→ Written instruction
Write out the material exactly, without any of its pictures.

→ Data supplied

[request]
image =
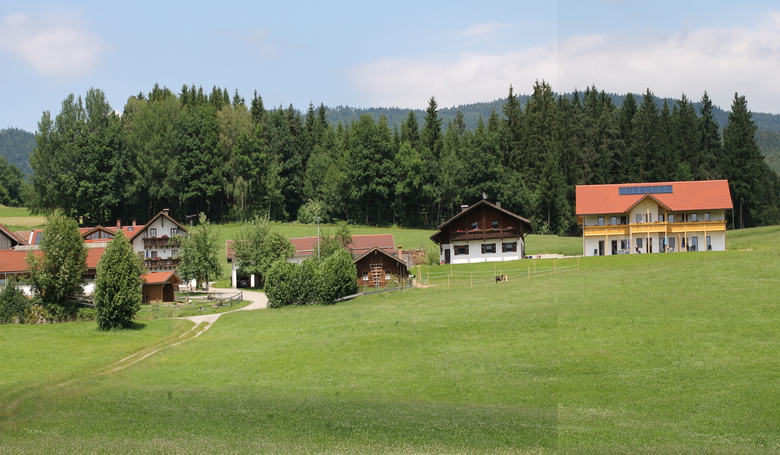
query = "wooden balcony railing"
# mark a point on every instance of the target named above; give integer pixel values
(655, 227)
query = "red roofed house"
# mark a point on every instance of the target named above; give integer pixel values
(653, 217)
(483, 232)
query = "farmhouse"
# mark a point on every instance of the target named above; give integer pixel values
(483, 232)
(653, 217)
(375, 255)
(158, 242)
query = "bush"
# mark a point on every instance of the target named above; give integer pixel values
(13, 303)
(309, 212)
(279, 284)
(86, 314)
(311, 282)
(36, 314)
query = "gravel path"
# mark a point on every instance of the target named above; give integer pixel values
(259, 301)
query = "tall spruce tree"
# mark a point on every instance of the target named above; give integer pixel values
(118, 285)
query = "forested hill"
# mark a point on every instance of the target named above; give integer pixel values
(16, 146)
(768, 135)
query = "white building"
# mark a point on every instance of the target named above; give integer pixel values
(653, 217)
(483, 232)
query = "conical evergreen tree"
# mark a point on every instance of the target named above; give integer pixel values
(118, 285)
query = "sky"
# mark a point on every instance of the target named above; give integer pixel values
(384, 54)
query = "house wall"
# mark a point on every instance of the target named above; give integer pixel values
(651, 242)
(392, 270)
(475, 253)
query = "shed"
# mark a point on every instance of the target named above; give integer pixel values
(160, 286)
(378, 268)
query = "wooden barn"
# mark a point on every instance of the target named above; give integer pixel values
(378, 268)
(160, 286)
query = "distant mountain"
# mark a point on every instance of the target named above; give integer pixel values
(17, 146)
(768, 135)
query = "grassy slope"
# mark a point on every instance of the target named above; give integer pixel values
(671, 353)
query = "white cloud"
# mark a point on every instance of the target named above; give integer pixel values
(54, 45)
(720, 61)
(484, 29)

→ Problem solution
[request]
image =
query = "wooden balcony railing"
# mark a point on every instance of the target named above; give integer pixel values
(655, 227)
query = "red roofed house"
# mark a point on every instance of the target named above; give integer pixel values
(653, 217)
(483, 232)
query = "farmhouse"
# mark a point on every instance of the target named above; give integer pixel values
(483, 232)
(653, 217)
(375, 255)
(158, 242)
query = "bush"
# mark a point on every instance of the target named above; give integer pixel values
(13, 303)
(309, 212)
(279, 284)
(86, 314)
(311, 282)
(36, 314)
query = "gravel path"
# mark a point on every instance of the target named above; give integer pixel values
(259, 301)
query = "tall spruce tree"
# mark a point on every instance of the target named above; give integer pixel values
(118, 285)
query = "forested hill"
# mark a point on every instance of the target named above; give integer pixel values
(16, 146)
(768, 135)
query = "white building"
# mark a point on every instance of the target named above; give integer pixel values
(653, 217)
(483, 232)
query = "conical evergreen tree"
# mark a point on every instance of the target named above; give integer pixel values
(118, 285)
query = "sky"
# mark a point on every instance of the target named above; give integer pixel values
(384, 54)
query = "house wall"
# mark a point on every instance of the target named above; give integer pixel values
(651, 242)
(392, 270)
(475, 253)
query = "shed"
# mark a point on every instance of the target named above; give integer pixel values
(160, 286)
(378, 268)
query = "wooden barn"
# mark a point on every instance of the target named above; give integer pixel values
(378, 268)
(160, 286)
query = "distant mountain"
# mark a point on every instance of the target named above; give integer pixel values
(17, 146)
(768, 135)
query = "grassy slope"
# mark a point on every instance of the target named above; give integer pixel values
(671, 353)
query = "white cloud"
# mark a point on every instance of the target named above; give integer pixel values
(54, 45)
(720, 61)
(484, 29)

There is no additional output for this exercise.